◆ **Required work**
Please rewrite every line of the listing below as a Markdown table with the columns Row and Line, giving each row a number and skipping blank lines. Leave the pictures out of your answer.

◆ **Given data**
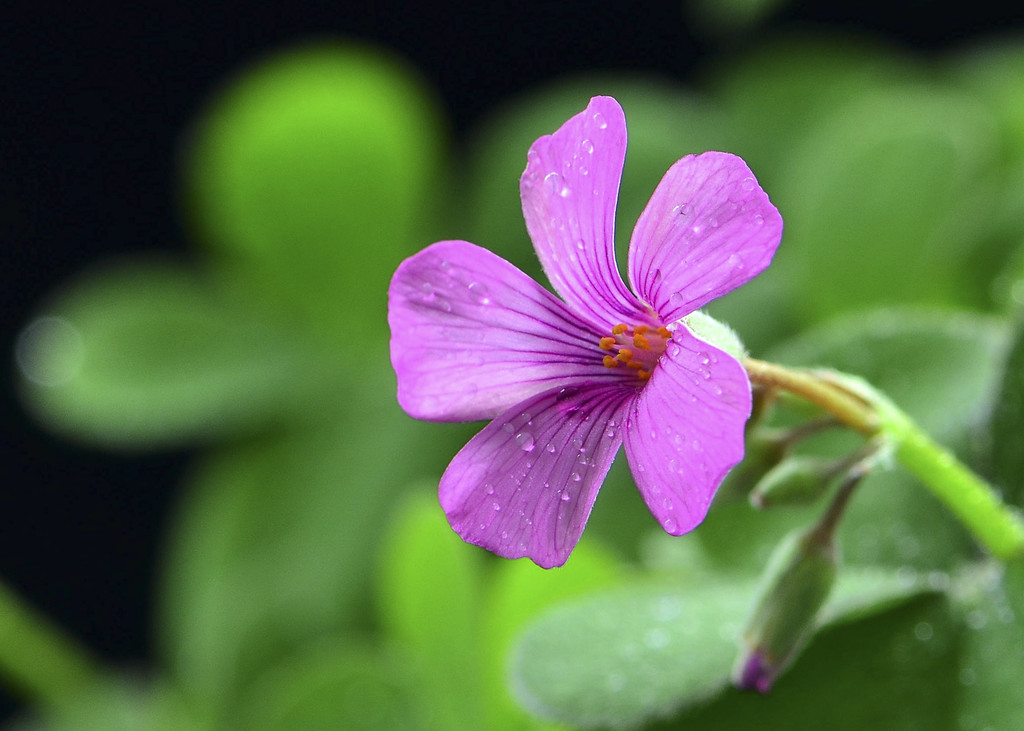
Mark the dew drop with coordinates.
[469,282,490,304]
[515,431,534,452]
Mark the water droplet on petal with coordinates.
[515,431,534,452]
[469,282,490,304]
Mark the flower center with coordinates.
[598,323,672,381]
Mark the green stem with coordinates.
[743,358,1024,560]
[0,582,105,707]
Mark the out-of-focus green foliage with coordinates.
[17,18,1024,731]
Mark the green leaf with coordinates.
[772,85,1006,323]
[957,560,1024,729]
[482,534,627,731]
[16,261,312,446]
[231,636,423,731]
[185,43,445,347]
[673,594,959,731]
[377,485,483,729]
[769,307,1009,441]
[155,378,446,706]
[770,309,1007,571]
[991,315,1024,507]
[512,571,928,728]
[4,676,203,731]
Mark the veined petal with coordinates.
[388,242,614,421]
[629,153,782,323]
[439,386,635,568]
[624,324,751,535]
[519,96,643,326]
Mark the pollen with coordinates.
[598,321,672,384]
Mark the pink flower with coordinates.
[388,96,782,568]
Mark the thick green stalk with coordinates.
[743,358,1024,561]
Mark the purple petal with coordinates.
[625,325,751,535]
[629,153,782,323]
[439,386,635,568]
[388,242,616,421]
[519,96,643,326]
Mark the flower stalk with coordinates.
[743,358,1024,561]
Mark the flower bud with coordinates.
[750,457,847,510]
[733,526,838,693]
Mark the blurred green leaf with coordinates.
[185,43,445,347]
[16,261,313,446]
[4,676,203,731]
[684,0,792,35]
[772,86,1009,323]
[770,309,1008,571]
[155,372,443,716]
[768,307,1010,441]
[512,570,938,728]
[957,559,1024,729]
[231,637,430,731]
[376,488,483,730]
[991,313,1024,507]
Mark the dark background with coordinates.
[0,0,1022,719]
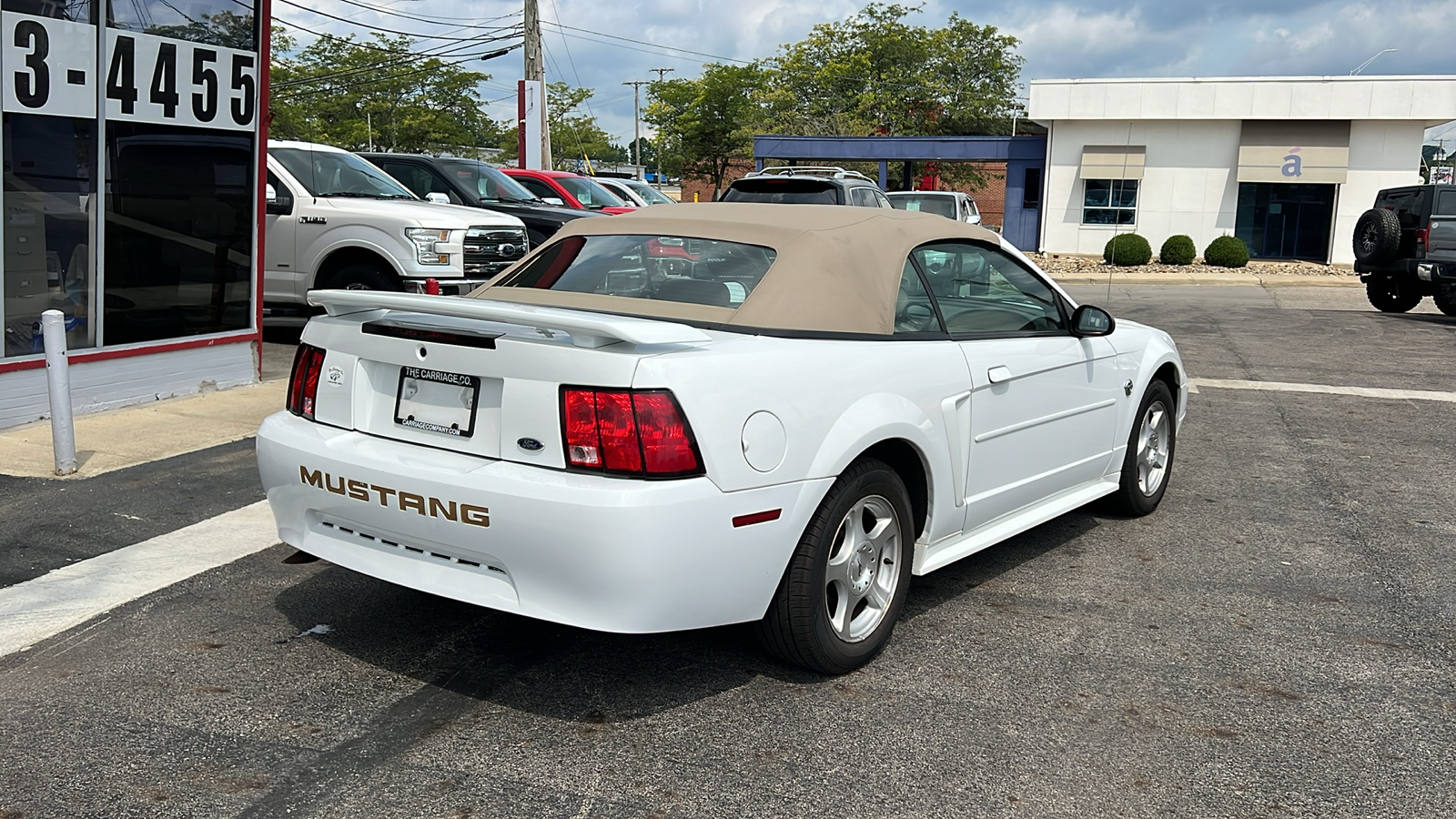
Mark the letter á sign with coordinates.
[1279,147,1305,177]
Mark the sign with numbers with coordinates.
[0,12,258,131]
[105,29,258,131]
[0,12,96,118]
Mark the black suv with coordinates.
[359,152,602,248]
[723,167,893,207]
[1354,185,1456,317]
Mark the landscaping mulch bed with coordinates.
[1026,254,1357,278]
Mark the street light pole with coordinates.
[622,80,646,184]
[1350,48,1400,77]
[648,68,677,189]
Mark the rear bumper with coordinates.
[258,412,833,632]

◆ **Output for this task**
| Row | Line |
|---|---|
| 1 | Mark the dew drop with coordinates. |
| 2 | [469,282,490,304] |
| 3 | [515,431,534,452] |
| 4 | Mark the water droplet on petal with coordinates. |
| 5 | [515,431,534,452] |
| 6 | [469,282,490,304] |
| 7 | Mark the flower center with coordinates. |
| 8 | [598,323,672,381] |
| 9 | Mark the green stem with coordinates. |
| 10 | [743,358,1024,560] |
| 11 | [0,582,105,707] |
| 12 | Mark the out-of-focus green foliage with coordinates. |
| 13 | [17,18,1024,731] |
| 14 | Mark the green leaf with coordinates. |
| 15 | [772,85,1006,323] |
| 16 | [957,560,1024,729] |
| 17 | [482,534,627,731] |
| 18 | [16,261,312,446] |
| 19 | [231,636,423,731] |
| 20 | [185,43,445,347] |
| 21 | [673,594,959,731] |
| 22 | [377,485,483,729] |
| 23 | [769,307,1009,441] |
| 24 | [155,378,446,706] |
| 25 | [770,309,1007,571] |
| 26 | [991,315,1024,507] |
| 27 | [512,571,928,728] |
| 28 | [4,676,203,731] |
| 29 | Mark the veined petal with coordinates. |
| 30 | [388,242,614,421] |
| 31 | [629,153,782,323] |
| 32 | [439,386,635,568] |
| 33 | [624,324,751,535] |
| 34 | [519,96,643,326] |
| 35 | Mark the pollen with coordinates. |
| 36 | [598,321,672,384] |
| 37 | Mark the pink flower with coordinates. |
| 38 | [388,96,782,568] |
| 39 | Mark the thick green stalk with coordinates. |
| 40 | [743,358,1024,561] |
| 41 | Mark the purple petal with coordinates. |
| 42 | [625,325,751,535] |
| 43 | [629,153,782,323] |
| 44 | [439,386,635,568] |
| 45 | [388,242,616,421] |
| 46 | [519,96,643,326] |
| 47 | Mark the flower stalk with coordinates. |
| 48 | [743,358,1024,561] |
| 49 | Mark the flower bud with coordinates. |
| 50 | [750,457,847,510] |
| 51 | [733,526,838,693] |
| 52 | Mark the blurred green leaf with coordinates. |
| 53 | [185,43,445,347] |
| 54 | [16,261,313,446] |
| 55 | [4,676,203,731] |
| 56 | [684,0,792,35] |
| 57 | [772,86,1009,323] |
| 58 | [770,309,1008,571] |
| 59 | [155,372,443,716] |
| 60 | [768,307,1010,441] |
| 61 | [512,570,938,728] |
| 62 | [957,559,1024,729] |
| 63 | [231,637,430,731] |
| 64 | [376,488,483,730] |
| 65 | [991,313,1024,507] |
| 66 | Mark the dark background with coordinates. |
| 67 | [0,0,1022,719] |
| 68 | Mark the letter á sign with coordinates. |
| 69 | [1279,147,1305,177] |
| 70 | Mark the sign with numbers with coordinates. |
| 71 | [0,12,258,131] |
| 72 | [105,29,258,131] |
| 73 | [0,12,96,118] |
| 74 | Mark the black suv with coordinates. |
| 75 | [359,152,602,248] |
| 76 | [723,167,893,207] |
| 77 | [1354,185,1456,317] |
| 78 | Mark the landscaping mulch bed with coordinates. |
| 79 | [1026,254,1357,278] |
| 80 | Mark the street light pole with coordinates. |
| 81 | [622,80,646,184] |
| 82 | [1350,48,1400,77] |
| 83 | [648,68,677,189] |
| 84 | Mark the rear bumper with coordinates. |
| 85 | [258,412,833,632] |